--- start of Provided data ---
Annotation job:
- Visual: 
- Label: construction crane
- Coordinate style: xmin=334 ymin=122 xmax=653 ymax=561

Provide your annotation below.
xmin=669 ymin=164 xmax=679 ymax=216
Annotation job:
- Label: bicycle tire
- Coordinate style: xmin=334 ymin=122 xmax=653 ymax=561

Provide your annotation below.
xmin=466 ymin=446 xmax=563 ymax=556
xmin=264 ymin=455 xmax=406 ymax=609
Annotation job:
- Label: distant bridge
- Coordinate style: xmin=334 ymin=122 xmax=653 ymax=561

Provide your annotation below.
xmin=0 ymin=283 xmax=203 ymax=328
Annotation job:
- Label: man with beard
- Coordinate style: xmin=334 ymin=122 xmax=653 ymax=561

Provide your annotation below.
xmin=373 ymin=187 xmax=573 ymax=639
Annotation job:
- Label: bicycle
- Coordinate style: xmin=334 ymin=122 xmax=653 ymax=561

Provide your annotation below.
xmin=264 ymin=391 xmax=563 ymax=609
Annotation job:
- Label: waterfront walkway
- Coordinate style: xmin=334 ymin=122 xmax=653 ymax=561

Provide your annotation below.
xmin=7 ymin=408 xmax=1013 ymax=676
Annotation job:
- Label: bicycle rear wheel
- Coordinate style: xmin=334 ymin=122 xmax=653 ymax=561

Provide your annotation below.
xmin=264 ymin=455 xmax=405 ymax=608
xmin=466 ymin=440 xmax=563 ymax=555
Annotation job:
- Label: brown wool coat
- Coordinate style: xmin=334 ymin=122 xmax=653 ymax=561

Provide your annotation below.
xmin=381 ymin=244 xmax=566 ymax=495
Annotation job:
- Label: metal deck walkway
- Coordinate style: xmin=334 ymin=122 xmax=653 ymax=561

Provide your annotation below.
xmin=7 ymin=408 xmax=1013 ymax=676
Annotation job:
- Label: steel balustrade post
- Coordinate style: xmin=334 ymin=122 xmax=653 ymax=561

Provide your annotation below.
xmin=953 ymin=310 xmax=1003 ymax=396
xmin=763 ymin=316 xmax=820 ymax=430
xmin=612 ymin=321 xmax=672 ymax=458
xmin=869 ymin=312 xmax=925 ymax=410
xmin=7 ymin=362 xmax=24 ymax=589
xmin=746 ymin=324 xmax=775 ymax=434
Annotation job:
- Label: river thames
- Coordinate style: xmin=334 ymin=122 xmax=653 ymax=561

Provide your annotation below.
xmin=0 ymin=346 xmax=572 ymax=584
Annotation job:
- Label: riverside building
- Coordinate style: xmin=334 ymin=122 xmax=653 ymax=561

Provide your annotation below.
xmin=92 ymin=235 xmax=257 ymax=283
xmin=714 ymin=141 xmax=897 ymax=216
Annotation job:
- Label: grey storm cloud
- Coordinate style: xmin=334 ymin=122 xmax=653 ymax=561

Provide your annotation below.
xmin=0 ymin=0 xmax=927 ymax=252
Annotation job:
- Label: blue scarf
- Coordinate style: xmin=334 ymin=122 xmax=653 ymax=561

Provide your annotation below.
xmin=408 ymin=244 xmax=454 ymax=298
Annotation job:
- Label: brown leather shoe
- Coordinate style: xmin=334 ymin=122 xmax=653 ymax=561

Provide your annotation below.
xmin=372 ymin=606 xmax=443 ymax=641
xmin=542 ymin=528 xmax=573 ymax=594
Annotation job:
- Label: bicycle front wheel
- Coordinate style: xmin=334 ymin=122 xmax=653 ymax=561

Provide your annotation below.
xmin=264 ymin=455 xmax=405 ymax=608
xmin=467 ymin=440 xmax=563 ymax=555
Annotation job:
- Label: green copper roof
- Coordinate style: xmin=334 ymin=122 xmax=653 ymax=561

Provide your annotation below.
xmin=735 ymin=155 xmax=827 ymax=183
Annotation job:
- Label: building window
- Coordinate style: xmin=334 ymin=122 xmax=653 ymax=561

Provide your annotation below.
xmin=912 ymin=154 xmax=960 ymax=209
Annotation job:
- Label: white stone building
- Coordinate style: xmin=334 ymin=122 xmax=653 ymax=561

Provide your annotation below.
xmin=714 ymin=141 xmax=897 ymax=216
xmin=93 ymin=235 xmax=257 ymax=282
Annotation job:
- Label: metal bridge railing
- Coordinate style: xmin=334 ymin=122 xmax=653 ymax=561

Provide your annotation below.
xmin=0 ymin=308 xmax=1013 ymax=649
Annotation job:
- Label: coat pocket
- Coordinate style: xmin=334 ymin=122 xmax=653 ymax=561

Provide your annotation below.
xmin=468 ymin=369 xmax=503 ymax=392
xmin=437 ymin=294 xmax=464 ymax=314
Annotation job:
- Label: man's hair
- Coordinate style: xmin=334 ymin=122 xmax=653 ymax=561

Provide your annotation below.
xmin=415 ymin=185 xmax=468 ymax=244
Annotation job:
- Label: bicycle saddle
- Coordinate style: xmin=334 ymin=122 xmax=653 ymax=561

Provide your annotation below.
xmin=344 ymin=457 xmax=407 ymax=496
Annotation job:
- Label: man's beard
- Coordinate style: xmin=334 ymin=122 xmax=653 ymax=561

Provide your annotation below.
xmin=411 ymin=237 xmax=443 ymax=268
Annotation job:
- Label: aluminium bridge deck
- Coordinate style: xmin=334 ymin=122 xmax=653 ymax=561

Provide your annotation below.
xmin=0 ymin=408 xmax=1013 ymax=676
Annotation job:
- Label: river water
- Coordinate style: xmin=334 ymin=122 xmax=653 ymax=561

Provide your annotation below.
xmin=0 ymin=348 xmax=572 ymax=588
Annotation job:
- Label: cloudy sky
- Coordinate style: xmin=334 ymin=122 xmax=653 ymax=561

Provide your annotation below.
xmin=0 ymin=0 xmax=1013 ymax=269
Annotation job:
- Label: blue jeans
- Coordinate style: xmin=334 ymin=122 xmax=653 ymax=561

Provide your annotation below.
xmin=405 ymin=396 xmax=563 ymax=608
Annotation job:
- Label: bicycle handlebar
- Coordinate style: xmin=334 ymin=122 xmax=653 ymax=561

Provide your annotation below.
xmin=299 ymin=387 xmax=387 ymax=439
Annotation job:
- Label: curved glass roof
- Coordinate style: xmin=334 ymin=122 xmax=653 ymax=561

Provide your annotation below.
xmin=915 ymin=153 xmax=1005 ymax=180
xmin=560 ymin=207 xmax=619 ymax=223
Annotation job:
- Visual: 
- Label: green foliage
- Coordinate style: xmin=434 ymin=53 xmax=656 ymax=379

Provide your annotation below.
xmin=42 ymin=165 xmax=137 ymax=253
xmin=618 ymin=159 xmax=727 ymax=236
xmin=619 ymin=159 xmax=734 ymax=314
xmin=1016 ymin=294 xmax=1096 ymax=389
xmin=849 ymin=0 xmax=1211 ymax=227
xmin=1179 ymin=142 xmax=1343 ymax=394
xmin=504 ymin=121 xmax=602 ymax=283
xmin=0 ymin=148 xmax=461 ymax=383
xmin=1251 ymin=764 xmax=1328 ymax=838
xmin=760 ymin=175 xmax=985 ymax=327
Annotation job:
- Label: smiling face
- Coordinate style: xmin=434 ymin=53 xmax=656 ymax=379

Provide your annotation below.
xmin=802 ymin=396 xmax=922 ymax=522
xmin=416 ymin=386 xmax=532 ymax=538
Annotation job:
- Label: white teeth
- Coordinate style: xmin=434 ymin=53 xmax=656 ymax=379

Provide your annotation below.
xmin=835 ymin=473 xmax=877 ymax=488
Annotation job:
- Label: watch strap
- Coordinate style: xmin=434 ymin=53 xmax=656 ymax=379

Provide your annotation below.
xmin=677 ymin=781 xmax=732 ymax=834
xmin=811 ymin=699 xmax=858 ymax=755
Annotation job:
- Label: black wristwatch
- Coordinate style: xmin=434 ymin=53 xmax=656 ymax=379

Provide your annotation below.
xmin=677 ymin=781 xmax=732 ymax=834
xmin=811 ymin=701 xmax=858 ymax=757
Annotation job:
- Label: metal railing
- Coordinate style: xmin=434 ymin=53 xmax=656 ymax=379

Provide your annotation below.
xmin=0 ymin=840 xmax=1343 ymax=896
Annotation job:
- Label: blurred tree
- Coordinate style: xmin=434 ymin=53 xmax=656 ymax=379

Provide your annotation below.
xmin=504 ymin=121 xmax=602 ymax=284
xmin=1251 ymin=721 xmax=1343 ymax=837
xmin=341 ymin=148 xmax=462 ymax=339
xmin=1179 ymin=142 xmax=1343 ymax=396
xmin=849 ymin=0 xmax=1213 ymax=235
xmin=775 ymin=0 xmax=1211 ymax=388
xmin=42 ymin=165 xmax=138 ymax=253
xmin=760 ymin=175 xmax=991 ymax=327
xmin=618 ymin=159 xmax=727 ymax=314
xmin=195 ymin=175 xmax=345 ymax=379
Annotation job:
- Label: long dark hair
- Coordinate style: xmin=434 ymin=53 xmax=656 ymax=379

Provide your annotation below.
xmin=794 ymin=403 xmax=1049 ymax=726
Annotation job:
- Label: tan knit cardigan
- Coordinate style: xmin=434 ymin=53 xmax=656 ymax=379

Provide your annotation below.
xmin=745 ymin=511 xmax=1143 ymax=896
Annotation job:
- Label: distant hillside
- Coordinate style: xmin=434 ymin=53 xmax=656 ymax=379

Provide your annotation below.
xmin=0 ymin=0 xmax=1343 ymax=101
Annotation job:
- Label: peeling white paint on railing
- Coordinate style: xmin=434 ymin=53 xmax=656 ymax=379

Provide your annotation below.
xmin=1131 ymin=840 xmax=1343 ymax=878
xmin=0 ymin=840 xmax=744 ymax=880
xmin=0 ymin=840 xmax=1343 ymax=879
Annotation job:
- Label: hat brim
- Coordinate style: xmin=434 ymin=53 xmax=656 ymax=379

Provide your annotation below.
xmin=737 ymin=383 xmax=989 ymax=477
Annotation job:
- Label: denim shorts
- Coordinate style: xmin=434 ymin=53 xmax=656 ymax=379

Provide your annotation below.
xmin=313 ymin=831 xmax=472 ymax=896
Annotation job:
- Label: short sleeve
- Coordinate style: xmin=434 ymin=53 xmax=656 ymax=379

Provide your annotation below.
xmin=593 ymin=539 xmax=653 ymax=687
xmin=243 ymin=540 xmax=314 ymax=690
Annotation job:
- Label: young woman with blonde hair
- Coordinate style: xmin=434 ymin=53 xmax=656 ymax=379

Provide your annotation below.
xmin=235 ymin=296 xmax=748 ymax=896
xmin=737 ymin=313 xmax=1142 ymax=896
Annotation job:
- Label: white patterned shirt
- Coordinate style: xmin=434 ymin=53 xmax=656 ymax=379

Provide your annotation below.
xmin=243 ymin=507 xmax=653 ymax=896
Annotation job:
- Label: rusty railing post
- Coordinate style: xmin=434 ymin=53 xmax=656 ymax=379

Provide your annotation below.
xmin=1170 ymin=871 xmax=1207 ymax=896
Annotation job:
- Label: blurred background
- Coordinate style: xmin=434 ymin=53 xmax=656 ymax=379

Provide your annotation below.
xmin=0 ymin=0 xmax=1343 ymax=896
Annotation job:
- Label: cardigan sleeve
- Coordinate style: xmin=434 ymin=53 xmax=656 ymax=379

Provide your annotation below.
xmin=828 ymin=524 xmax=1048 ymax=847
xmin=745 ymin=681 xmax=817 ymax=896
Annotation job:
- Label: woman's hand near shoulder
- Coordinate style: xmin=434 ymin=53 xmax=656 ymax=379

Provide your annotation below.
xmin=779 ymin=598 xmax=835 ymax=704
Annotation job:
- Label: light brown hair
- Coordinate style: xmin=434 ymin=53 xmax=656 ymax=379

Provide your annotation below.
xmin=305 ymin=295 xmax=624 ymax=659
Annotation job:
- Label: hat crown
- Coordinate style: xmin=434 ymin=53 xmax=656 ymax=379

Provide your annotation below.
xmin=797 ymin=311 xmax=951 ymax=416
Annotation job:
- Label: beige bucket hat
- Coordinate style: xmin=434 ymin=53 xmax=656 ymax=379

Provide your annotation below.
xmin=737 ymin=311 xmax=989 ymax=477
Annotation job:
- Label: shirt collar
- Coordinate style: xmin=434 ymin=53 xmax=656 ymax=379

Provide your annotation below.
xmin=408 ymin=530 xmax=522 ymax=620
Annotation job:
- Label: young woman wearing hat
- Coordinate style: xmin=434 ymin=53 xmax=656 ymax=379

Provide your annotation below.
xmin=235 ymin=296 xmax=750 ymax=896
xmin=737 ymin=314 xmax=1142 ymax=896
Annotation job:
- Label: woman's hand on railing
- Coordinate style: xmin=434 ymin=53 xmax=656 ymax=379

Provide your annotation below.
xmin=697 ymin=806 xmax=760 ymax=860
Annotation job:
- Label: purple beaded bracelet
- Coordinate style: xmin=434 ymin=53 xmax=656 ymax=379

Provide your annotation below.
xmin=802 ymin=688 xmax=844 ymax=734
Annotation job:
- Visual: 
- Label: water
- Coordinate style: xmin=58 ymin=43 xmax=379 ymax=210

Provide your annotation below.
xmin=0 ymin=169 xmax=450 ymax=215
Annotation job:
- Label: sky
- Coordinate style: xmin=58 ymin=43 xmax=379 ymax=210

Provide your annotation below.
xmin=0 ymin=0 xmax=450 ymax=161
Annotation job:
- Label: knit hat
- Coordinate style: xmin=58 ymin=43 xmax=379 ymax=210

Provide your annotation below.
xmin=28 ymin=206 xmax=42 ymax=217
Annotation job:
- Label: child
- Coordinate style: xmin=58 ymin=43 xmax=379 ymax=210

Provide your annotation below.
--- end of Provided data ---
▶ _What is being asked_
Render the data as a JSON list of strings, one string per line, starting with the first line and going on through the line that contains "xmin=0 ymin=346 xmax=572 ymax=584". Omit blank lines.

▶ _Problem solution_
[
  "Annotation job:",
  "- Visual: ",
  "- Label: construction crane",
  "- Coordinate style: xmin=334 ymin=122 xmax=653 ymax=561",
  "Provide your annotation below.",
  "xmin=669 ymin=164 xmax=679 ymax=216",
  "Annotation job:",
  "- Label: bicycle tire",
  "- Coordinate style: xmin=334 ymin=122 xmax=653 ymax=561",
  "Provide your annotation below.",
  "xmin=466 ymin=446 xmax=563 ymax=556",
  "xmin=264 ymin=455 xmax=406 ymax=609",
  "Annotation job:",
  "- Label: distant bridge",
  "- Coordinate style: xmin=334 ymin=122 xmax=653 ymax=561",
  "Provide your annotation below.",
  "xmin=0 ymin=283 xmax=203 ymax=328",
  "Annotation job:",
  "- Label: man with beard",
  "- Coordinate style: xmin=334 ymin=122 xmax=653 ymax=561",
  "Provide your annotation below.",
  "xmin=373 ymin=187 xmax=573 ymax=639",
  "Annotation job:",
  "- Label: bicycle",
  "- Coordinate style: xmin=334 ymin=122 xmax=653 ymax=561",
  "Provide your annotation below.",
  "xmin=264 ymin=391 xmax=563 ymax=609",
  "Annotation job:",
  "- Label: waterfront walkway",
  "- Coordinate style: xmin=334 ymin=122 xmax=653 ymax=561",
  "Provide your annotation below.",
  "xmin=7 ymin=408 xmax=1013 ymax=676",
  "Annotation job:",
  "- Label: bicycle rear wheel",
  "- Coordinate style: xmin=334 ymin=122 xmax=653 ymax=561",
  "Provide your annotation below.",
  "xmin=264 ymin=455 xmax=405 ymax=608",
  "xmin=466 ymin=440 xmax=563 ymax=555",
  "Annotation job:",
  "- Label: brown wool coat",
  "- Coordinate style: xmin=334 ymin=122 xmax=653 ymax=561",
  "Provide your annotation below.",
  "xmin=381 ymin=244 xmax=566 ymax=495",
  "Annotation job:",
  "- Label: metal deck walkway",
  "- Coordinate style: xmin=334 ymin=122 xmax=653 ymax=561",
  "Provide your annotation below.",
  "xmin=7 ymin=408 xmax=1013 ymax=676",
  "Annotation job:",
  "- Label: steel balustrade post",
  "- Coordinate style: xmin=334 ymin=122 xmax=653 ymax=561",
  "Provide your annotation below.",
  "xmin=953 ymin=310 xmax=1003 ymax=396",
  "xmin=763 ymin=316 xmax=820 ymax=430",
  "xmin=612 ymin=321 xmax=672 ymax=458",
  "xmin=869 ymin=312 xmax=925 ymax=410",
  "xmin=7 ymin=362 xmax=24 ymax=589",
  "xmin=746 ymin=324 xmax=775 ymax=434",
  "Annotation job:",
  "- Label: river thames",
  "- Coordinate style: xmin=334 ymin=122 xmax=653 ymax=561",
  "Provide your annotation below.",
  "xmin=0 ymin=346 xmax=572 ymax=584"
]